• Your task: Which lines in the items below contain the string "green"? Pull out each of those lines in full.

• Data listing:
◆ ◆ ◆ ◆

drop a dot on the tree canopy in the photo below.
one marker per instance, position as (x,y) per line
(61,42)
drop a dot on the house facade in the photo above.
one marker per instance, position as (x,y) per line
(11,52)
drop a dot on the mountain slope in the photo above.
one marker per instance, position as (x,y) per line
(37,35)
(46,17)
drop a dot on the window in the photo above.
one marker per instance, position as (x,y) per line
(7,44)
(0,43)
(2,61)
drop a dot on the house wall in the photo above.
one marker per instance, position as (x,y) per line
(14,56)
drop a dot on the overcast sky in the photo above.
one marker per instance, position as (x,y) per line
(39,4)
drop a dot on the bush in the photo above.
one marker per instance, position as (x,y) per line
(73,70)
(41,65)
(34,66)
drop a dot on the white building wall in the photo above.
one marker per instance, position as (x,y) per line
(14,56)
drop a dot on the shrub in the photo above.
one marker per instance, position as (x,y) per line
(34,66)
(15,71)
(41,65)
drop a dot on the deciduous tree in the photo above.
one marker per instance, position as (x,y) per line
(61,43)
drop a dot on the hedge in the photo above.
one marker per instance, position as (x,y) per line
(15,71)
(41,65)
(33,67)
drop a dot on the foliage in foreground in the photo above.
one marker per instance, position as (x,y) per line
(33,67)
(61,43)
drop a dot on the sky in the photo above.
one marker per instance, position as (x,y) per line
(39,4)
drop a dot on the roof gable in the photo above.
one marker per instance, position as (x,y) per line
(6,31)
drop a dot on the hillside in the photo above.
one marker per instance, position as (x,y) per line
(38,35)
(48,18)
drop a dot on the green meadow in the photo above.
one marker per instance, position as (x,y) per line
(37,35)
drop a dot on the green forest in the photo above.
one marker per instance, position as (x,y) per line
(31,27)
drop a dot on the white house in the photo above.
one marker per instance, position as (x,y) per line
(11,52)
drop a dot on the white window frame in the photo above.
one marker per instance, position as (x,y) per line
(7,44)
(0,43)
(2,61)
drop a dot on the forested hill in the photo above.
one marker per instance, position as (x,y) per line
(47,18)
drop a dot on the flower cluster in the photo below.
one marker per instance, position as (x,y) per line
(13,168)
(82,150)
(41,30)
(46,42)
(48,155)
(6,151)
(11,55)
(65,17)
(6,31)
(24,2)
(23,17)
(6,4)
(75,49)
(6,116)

◆ ◆ ◆ ◆

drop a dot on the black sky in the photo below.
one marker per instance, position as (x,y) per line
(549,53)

◆ ◆ ◆ ◆

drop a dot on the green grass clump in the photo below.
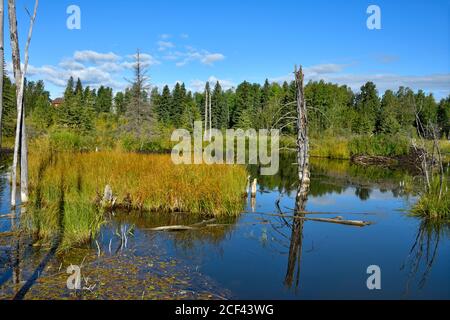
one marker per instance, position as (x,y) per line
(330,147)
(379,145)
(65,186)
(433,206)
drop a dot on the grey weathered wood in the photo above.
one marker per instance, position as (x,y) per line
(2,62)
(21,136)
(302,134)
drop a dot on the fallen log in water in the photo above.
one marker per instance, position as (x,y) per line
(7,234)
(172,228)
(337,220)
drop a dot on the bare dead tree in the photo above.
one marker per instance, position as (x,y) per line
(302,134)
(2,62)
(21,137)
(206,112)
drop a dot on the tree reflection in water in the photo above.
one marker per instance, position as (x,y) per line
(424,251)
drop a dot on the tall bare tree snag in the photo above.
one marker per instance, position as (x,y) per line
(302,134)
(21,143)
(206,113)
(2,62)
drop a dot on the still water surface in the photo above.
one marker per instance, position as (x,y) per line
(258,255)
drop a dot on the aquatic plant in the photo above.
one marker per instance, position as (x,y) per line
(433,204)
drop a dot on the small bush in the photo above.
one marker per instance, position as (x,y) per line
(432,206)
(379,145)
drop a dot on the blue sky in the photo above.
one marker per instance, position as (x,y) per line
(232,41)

◆ ◆ ◆ ◆

• Output for this exercise:
drop a dot on the green meadow in the photo above.
drop a dot on the green forest in the photo above.
drop a dot on the green grass clump in the photo below.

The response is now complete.